* [Source extract]:
--- START ---
Beancounters at Canalys have added up some numbers and reached the conclusion that remote working has lead to a boom in PC sales.
The PC market grew at the fastest rate in a decade during the third quarter of 2020, thanks to the surge in demand for hardware due to offices physically closing and employees working from home.
Recently released Canalys data shows the global PC market climbed 12.7 percent from a year ago to reach 79.2 million units in Q3 2020 as it continued to benefit hugely from the COVID-19 crisis.
After a weak Q1, the recovery in Q2 continued into Q3 this year, and it even grew on top of a strong market the previous year. Global notebook shipments touched 64 million units (almost as much as the record high of Q4 2011 when notebook shipments were 64.6 million) as demand continued to surge due to second waves of COVID-19 in many countries and companies continued to invest in longer-term transitions to remote working.
Shipments of notebooks and mobile workstations grew 28.3 percent year-on-year. This contrasted with desktop and desktop workstations, which saw shipments shrink by 26 percent.
Lenovo captured the top spot in the vendor rankings, shipping 19.3 million units to boast a year-on-year a growth of 11.4 percent and capture 24.3 percent of the market share. HP followed, shipping 18.8 million units and capturing 23.6 percent of the market. This represented an 11.9 percent year-on-year growth.
Despite shipping approximately 12 million units, Dell actually slipped in terms of annual growth, shrinking by 0.5 percent year-on-year, and seeing market share decrease from 17.1 percent in 2019 to 15.1 percent in 2020. This was the only vendor to see shipments reduce.
Apple and Acer, as well as other manufacturers, saw double-digit growth rates versus performance in Q3 2019.
--- END ---
* [Directions]:
Could you copy the portion of the PC sales article that opens with the words containing "Despite shipping approximately" and closes with "in Q3 2019.", keeping every word unchanged?

* [Source material]:
--- START ---
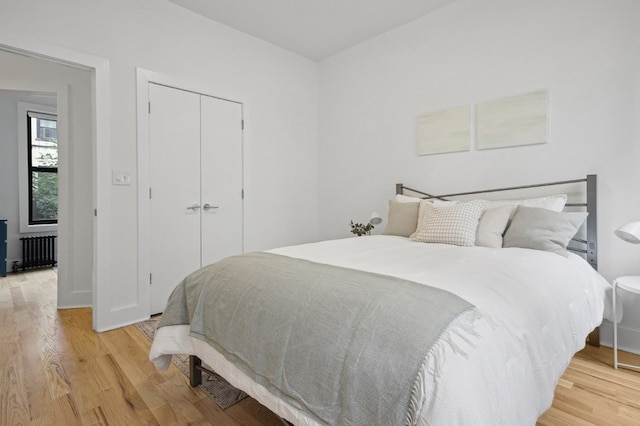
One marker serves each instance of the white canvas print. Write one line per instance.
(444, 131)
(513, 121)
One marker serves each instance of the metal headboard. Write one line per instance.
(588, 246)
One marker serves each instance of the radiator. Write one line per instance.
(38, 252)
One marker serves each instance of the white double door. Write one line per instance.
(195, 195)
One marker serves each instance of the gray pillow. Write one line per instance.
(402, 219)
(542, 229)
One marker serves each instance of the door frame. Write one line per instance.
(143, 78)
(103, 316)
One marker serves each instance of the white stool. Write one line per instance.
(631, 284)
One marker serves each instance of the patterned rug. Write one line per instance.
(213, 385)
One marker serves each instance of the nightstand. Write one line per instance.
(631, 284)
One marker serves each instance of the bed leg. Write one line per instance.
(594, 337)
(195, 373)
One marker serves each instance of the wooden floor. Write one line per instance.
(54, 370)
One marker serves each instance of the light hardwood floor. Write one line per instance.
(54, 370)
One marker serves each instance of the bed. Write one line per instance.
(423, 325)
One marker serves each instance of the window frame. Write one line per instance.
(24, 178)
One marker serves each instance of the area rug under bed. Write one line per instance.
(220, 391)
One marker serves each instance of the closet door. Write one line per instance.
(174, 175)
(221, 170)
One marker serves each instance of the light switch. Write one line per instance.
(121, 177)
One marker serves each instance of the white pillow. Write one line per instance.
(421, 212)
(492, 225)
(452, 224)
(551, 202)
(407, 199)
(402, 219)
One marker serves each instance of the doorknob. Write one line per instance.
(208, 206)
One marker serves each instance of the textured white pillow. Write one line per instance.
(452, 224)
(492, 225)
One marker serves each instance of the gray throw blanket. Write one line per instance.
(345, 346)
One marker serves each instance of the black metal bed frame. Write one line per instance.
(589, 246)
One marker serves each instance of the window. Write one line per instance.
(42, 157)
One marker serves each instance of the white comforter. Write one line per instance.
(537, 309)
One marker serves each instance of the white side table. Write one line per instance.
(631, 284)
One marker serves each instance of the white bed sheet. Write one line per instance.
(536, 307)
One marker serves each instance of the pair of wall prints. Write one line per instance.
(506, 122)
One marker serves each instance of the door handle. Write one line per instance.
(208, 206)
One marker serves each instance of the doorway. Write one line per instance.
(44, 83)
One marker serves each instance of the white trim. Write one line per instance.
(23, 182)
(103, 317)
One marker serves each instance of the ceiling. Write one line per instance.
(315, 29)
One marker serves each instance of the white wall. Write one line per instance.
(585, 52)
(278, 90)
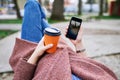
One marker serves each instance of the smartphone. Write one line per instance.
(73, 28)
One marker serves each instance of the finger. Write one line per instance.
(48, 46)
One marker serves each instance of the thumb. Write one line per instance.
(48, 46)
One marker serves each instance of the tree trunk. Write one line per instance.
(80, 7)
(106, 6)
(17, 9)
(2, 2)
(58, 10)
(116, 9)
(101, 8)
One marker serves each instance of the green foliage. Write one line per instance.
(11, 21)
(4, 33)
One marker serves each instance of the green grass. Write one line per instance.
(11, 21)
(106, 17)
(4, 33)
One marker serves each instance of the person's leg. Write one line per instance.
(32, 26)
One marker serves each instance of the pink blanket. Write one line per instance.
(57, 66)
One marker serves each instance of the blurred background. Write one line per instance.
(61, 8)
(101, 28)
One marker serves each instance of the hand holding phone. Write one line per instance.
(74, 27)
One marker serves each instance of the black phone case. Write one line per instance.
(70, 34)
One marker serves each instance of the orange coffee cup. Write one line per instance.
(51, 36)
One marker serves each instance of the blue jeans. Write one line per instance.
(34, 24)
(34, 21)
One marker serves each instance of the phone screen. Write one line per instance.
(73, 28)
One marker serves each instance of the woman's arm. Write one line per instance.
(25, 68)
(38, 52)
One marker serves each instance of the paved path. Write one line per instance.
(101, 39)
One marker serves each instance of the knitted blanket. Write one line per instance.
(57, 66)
--- END ---
--- START ---
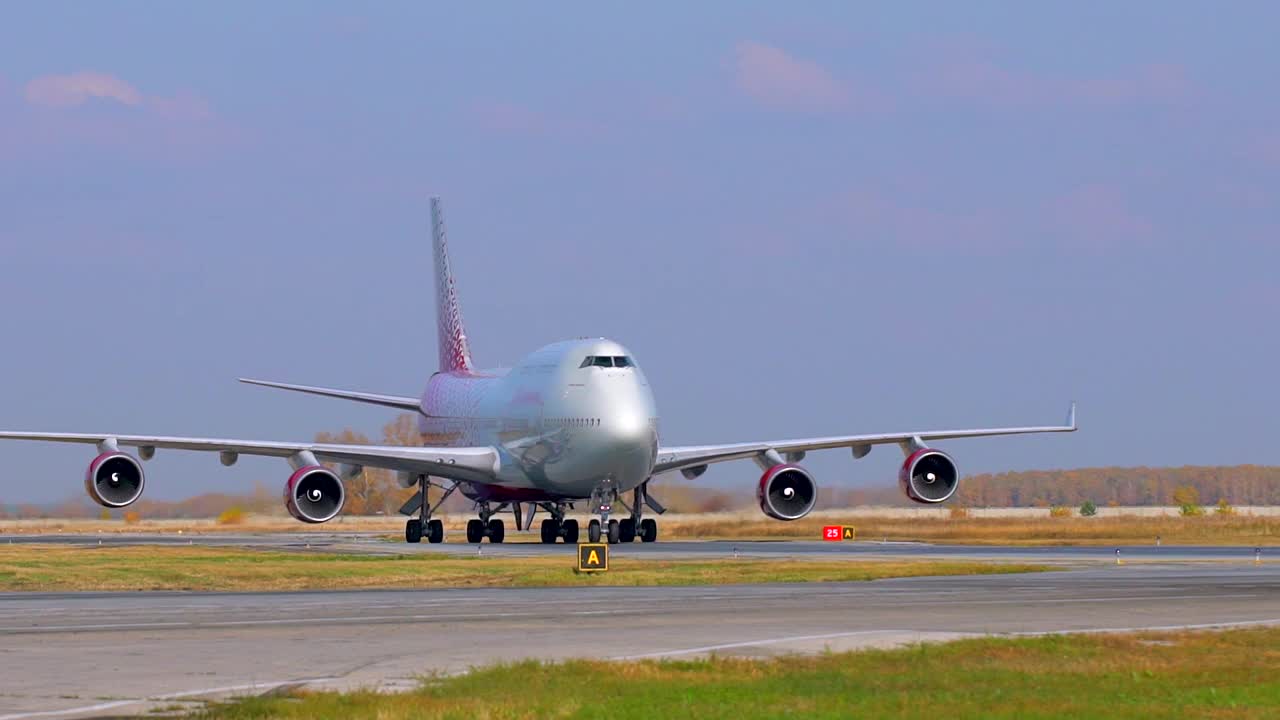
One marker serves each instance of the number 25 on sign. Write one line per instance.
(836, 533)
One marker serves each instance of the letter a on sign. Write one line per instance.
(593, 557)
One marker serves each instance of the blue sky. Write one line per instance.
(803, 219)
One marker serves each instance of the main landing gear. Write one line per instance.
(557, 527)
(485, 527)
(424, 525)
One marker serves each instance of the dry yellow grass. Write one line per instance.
--- END ---
--- START ---
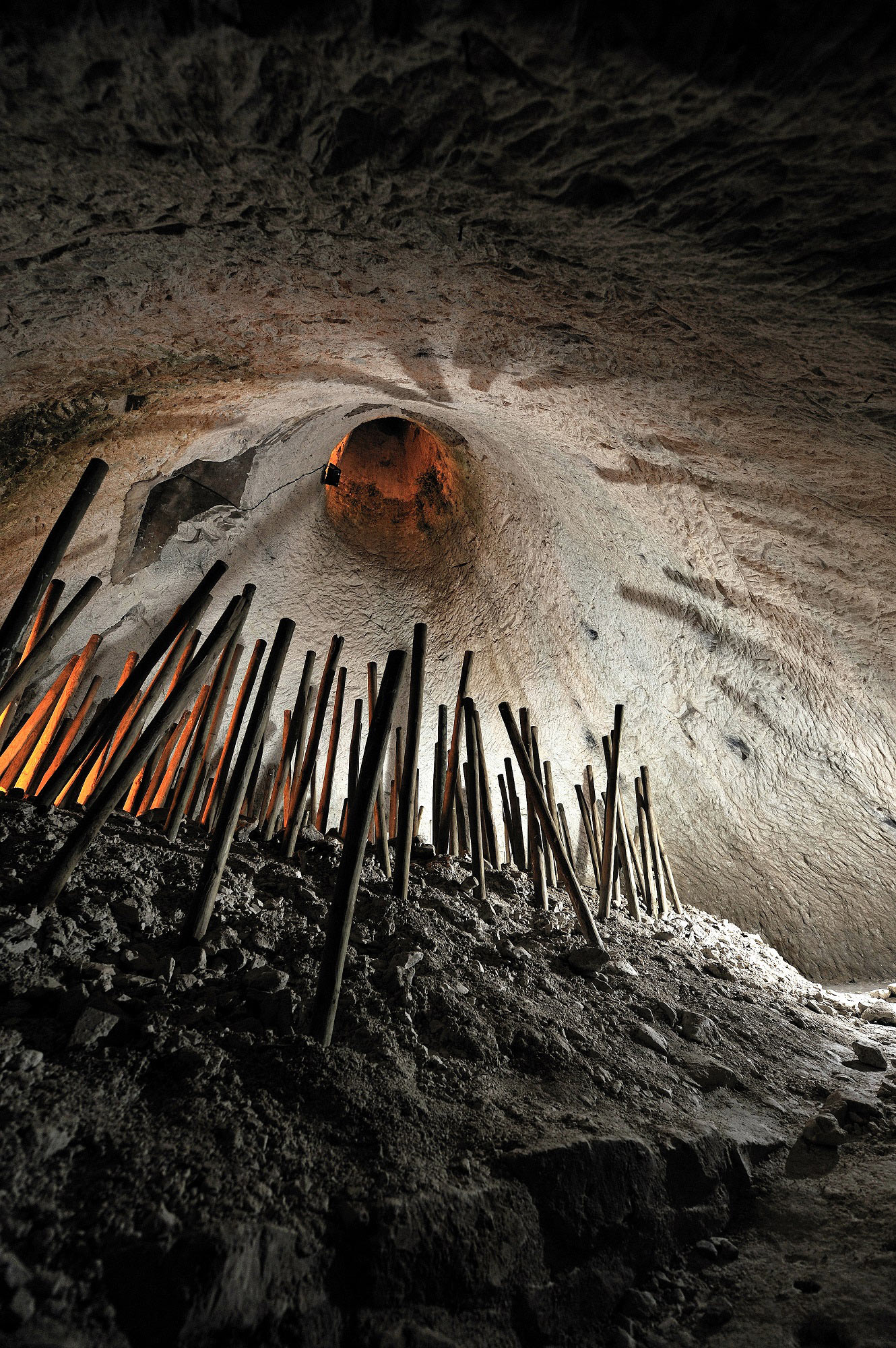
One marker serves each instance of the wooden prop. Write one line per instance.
--- END ---
* [Task answer]:
Despite shipping approximately 12 million units, Dell actually slipped in terms of annual growth, shrinking by 0.5 percent year-on-year, and seeing market share decrease from 17.1 percent in 2019 to 15.1 percent in 2020. This was the only vendor to see shipments reduce.
Apple and Acer, as well as other manufacturers, saw double-digit growth rates versus performance in Q3 2019.